Data listing
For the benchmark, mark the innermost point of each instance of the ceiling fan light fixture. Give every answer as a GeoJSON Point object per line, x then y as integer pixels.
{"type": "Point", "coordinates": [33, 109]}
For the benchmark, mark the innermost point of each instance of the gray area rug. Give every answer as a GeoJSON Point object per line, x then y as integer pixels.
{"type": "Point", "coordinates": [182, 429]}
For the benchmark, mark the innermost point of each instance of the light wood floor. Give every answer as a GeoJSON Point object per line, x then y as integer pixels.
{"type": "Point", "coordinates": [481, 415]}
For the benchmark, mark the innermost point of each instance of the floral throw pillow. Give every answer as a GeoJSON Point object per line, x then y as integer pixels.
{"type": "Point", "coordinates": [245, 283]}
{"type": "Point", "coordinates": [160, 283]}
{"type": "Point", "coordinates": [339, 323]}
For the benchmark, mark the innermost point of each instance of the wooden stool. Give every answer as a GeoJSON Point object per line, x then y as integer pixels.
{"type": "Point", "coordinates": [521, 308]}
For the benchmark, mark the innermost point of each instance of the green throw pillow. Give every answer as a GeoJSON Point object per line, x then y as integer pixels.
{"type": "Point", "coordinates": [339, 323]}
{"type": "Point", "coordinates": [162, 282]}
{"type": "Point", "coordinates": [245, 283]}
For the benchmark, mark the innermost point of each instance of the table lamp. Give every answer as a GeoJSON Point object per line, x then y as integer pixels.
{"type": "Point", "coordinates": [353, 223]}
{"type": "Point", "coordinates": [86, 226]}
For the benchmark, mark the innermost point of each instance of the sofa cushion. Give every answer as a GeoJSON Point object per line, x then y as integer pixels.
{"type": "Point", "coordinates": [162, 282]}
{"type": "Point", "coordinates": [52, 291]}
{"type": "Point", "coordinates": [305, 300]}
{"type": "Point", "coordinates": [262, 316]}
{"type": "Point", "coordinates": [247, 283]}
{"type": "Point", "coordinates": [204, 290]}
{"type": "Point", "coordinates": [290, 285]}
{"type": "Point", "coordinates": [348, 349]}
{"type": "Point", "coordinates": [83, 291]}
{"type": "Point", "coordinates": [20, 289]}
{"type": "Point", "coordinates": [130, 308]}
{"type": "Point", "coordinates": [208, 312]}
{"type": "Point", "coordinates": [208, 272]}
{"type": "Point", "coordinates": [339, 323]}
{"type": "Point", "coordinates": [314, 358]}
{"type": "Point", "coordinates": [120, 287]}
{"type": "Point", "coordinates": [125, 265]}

» **WORK REQUIRED**
Output each line of the data listing above as a JSON array of strings, one string per line, skipping any blank lines.

» **OUTPUT**
[
  "For the benchmark, mark the innermost point of each instance of the ceiling fan light fixture. Give every answer as a GeoJSON Point object per line, x then y as integer pixels.",
  "{\"type\": \"Point\", \"coordinates\": [33, 109]}",
  "For the benchmark, mark the innermost point of each instance of the gray area rug. Give every answer as a GeoJSON Point object per line, x then y as integer pixels.",
  "{\"type\": \"Point\", \"coordinates\": [182, 429]}",
  "For the benchmark, mark the innermost point of each instance of the light wood floor. Give every answer as a GeoJSON Point object per line, x then y as integer pixels.",
  "{\"type\": \"Point\", \"coordinates\": [481, 415]}",
  "For the benchmark, mark the innermost point of each instance of the floral throw pillow. Give every answer as a GeoJSON Point object per line, x then y as integer pixels.",
  "{\"type\": \"Point\", \"coordinates\": [245, 283]}",
  "{\"type\": \"Point\", \"coordinates\": [160, 283]}",
  "{\"type\": \"Point\", \"coordinates\": [339, 323]}",
  "For the benchmark, mark the innermost point of each instance of the wooden stool. Give every answer as a GeoJSON Point object per line, x then y as integer pixels.",
  "{\"type\": \"Point\", \"coordinates\": [521, 308]}",
  "For the benchmark, mark the innermost point of each instance of the green throw pillow. Give every answer as a GeoJSON Point object per line, x then y as integer pixels.",
  "{\"type\": \"Point\", \"coordinates\": [339, 323]}",
  "{\"type\": \"Point\", \"coordinates\": [162, 282]}",
  "{\"type\": \"Point\", \"coordinates\": [245, 283]}",
  "For the benchmark, mark the innermost point of each instance of the table lamp. Give every answer as a GeoJSON Point object per line, x then y as integer pixels.",
  "{\"type\": \"Point\", \"coordinates\": [353, 223]}",
  "{\"type\": \"Point\", \"coordinates\": [86, 226]}",
  "For the benchmark, mark the innermost point of each instance of the sofa cushion. Give every answer as a GeoJSON Point object per line, x then y as integer pixels.",
  "{\"type\": \"Point\", \"coordinates\": [162, 282]}",
  "{\"type\": \"Point\", \"coordinates\": [52, 291]}",
  "{\"type\": \"Point\", \"coordinates\": [305, 300]}",
  "{\"type\": \"Point\", \"coordinates\": [262, 316]}",
  "{\"type\": \"Point\", \"coordinates\": [247, 283]}",
  "{\"type\": \"Point\", \"coordinates\": [204, 290]}",
  "{\"type\": \"Point\", \"coordinates\": [290, 285]}",
  "{\"type\": \"Point\", \"coordinates\": [348, 349]}",
  "{\"type\": \"Point\", \"coordinates\": [83, 291]}",
  "{\"type\": \"Point\", \"coordinates\": [20, 289]}",
  "{\"type\": \"Point\", \"coordinates\": [130, 308]}",
  "{\"type\": \"Point\", \"coordinates\": [208, 312]}",
  "{\"type\": \"Point\", \"coordinates\": [208, 272]}",
  "{\"type\": \"Point\", \"coordinates\": [339, 323]}",
  "{\"type\": \"Point\", \"coordinates\": [314, 358]}",
  "{\"type\": \"Point\", \"coordinates\": [120, 287]}",
  "{\"type\": \"Point\", \"coordinates\": [125, 265]}"
]